Work required: Using the listing below, set down each line from the line containing "point_to MUST return one point per instance of the group" through the line containing "point_to MUST return one point per instance of the forest", both ends included, exactly and with nothing added.

•••

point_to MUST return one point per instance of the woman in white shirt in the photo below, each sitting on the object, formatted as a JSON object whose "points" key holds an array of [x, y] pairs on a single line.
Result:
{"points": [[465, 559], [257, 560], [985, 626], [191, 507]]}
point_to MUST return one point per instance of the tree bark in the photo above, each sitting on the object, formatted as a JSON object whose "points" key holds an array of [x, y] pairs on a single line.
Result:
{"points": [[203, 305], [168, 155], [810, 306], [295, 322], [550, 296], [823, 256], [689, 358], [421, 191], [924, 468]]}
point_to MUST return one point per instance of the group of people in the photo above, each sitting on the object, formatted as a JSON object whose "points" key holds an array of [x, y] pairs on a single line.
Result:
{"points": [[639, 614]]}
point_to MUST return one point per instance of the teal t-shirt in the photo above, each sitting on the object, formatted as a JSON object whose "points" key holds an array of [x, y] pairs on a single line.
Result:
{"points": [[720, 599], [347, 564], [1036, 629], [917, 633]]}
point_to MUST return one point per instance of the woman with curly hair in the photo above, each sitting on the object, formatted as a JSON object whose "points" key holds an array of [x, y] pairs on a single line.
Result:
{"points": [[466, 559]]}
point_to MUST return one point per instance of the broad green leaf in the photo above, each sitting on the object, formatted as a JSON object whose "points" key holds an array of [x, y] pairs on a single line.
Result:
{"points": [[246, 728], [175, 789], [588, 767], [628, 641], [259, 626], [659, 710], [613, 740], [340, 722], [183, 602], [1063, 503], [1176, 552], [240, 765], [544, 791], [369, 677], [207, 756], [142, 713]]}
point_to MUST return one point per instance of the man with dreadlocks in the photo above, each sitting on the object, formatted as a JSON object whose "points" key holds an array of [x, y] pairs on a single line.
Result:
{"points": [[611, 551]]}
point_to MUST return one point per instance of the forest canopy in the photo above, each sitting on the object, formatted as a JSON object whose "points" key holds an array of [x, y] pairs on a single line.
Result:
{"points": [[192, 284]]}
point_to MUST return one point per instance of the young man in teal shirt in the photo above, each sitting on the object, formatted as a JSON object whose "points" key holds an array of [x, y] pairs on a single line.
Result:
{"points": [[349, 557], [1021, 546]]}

•••

Result of this task:
point_to MUST return one point per instance of the group of people in the photo above, each sitting on the object, formatted as a JSON object whose "points" key holds an array of [x, y] pairs on a single line.
Result:
{"points": [[639, 614]]}
point_to MUST return one point per instance of the teal t-shirt in the photo above, each sitting on the object, formatted as a JSON object whose "points" key holds an array of [x, y] pairs on a single line.
Result:
{"points": [[720, 599], [347, 564], [1036, 629], [917, 633]]}
point_to MUST return one point per instance of the woman with curly hair in the photo above, each sitting on the object, formatted as a JSON object whose "points" key holds an array of [x, y] pairs on a single line.
Result:
{"points": [[466, 559]]}
point_to MUST return one point per instance of the broad green leaf in the photo above, each sitting on the object, formatted as a JSON object whose "points" key holds an array of [x, y] pairs on a single line.
Result:
{"points": [[246, 728], [175, 789], [588, 767], [628, 641], [259, 626], [659, 710], [613, 740], [340, 722], [183, 602], [1063, 503], [1176, 552], [240, 765], [544, 791], [369, 677], [207, 756], [142, 713]]}
point_to MUST return one point per instance of the man with dreadlocks in the photo above, each sitting on the object, formatted as a JSON object whose "points" key holds an array of [x, y] pairs on a single line.
Result:
{"points": [[611, 551]]}
point_to MUST return one point per instance of the forest canopy in the photo above, each sitting on the object, formatted as a JSON object whose "points" key holds an array of [x, y] pairs on a single line.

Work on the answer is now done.